Pointing dataset excerpts:
------------------------------

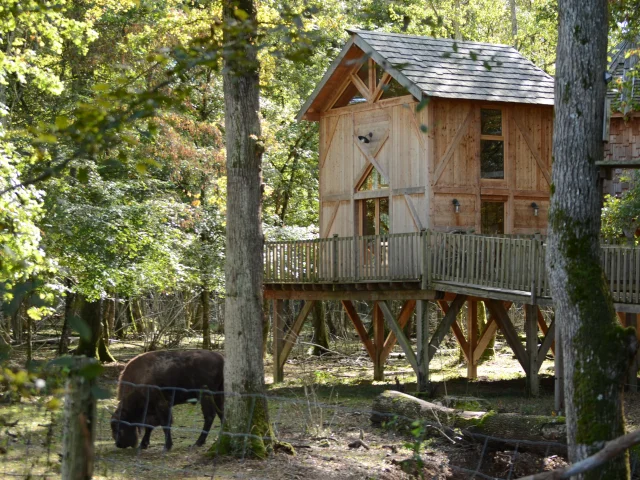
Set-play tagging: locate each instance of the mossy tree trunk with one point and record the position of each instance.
(597, 351)
(320, 332)
(246, 409)
(91, 313)
(206, 313)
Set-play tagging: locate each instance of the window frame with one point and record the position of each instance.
(500, 138)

------------------------------

WORK TO BE COMPLETED – Rewrite the items with every "Set-play tagging" changed to "Scene labeling" and nothing else altered. Leave out the pictures.

RESPONSE TO THE EXERCISE –
Scene labeling: locate each instance of the mossy tree trunk with one point and record the position of each instance.
(597, 351)
(320, 332)
(246, 409)
(91, 313)
(206, 313)
Scene labeling: locate each instance of the window frame with one point and record the position of each instance.
(500, 138)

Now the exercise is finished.